Grönvold’s illustrations mainly appeared in scientific periodicals such as the Proceedings and Transactions of the Zoological Society, The Ibis, and the Avicultural Magazine. In these publications, he drew plates for William Ogilvie-Grant, George Albert Boulenger, and Michael Rogers Oldfield Thomas, among others. Grönvold also completed numerous plates for Walter Rothschild, many of which appeared in Rothschild’s journal Novitates Zoologicae. Grönvold mostly illustrated birds and eggs, rare and newly discovered species from many parts of the world, and mostly worked in lithographs.

Among the books, Grönvold illustrated is George Shelley’s Birds of Africa, which contained 57 plates, many of which had not been illustrated before. He illustrated W. L. Buller’s books on the birds of New Zealand, Brabourne’s Birds of South America, Henry Eliot Howard’s The British Warblers (1907–14), Charles William Beebe’s A Monograph of the Pheasants (1918–22), and Herbert Christopher Robinson’s The Birds of the Malay Peninsula (1929–76). He completed 600 hand-colored plates for twelve volumes of The Birds of Australia (1910–27) by Gregory Macalister Mathews. Grönvold subsequently provided numerous illustrations for Mathews’ The Birds of Norfolk and Lord Howe Islands … (1928) and A Supplement to The Birds of Norfolk and Lord Howe Islands … (1936).

The problem:
Answer these questions from the Grönvold passage:
1. In which of Walter Rothschild's journals did many of Grönvold's plates for him appear?
2. How many plates did George Shelley's Birds of Africa contain?
3. How many hand-colored plates did Grönvold complete for The Birds of Australia?
Rely only on the Grönvold passage.

Dataset records

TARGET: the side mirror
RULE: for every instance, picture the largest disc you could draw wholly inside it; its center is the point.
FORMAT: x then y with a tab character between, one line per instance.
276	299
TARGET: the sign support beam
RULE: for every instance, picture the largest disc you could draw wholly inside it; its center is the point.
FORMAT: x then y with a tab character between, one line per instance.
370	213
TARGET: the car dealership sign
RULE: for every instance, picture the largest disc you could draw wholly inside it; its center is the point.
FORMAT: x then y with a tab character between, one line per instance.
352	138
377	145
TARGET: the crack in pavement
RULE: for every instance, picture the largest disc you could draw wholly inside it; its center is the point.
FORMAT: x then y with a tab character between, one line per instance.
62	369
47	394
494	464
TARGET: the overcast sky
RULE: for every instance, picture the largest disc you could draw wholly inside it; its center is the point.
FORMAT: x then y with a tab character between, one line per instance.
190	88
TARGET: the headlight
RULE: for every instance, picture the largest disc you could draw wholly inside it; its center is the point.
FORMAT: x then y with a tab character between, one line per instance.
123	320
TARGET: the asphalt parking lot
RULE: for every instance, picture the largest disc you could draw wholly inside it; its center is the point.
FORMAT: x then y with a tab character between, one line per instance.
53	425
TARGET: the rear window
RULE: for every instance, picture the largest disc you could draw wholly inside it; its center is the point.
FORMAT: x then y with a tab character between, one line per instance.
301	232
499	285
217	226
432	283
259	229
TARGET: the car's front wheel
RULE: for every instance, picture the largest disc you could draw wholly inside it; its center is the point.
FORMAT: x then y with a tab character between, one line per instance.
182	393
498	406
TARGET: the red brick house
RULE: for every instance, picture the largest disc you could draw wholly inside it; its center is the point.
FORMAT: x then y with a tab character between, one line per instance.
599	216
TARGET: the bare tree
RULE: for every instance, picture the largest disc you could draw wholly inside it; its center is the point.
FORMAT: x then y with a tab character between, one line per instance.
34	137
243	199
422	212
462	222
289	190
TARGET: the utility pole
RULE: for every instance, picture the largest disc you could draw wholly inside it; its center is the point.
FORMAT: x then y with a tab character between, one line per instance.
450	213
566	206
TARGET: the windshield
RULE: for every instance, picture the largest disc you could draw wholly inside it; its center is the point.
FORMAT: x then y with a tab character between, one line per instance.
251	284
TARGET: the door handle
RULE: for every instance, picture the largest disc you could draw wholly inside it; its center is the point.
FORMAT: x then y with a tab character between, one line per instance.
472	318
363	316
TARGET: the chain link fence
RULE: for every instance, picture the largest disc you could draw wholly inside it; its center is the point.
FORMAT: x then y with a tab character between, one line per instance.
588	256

Result of the task:
1. Novitates Zoologicae
2. 57
3. 600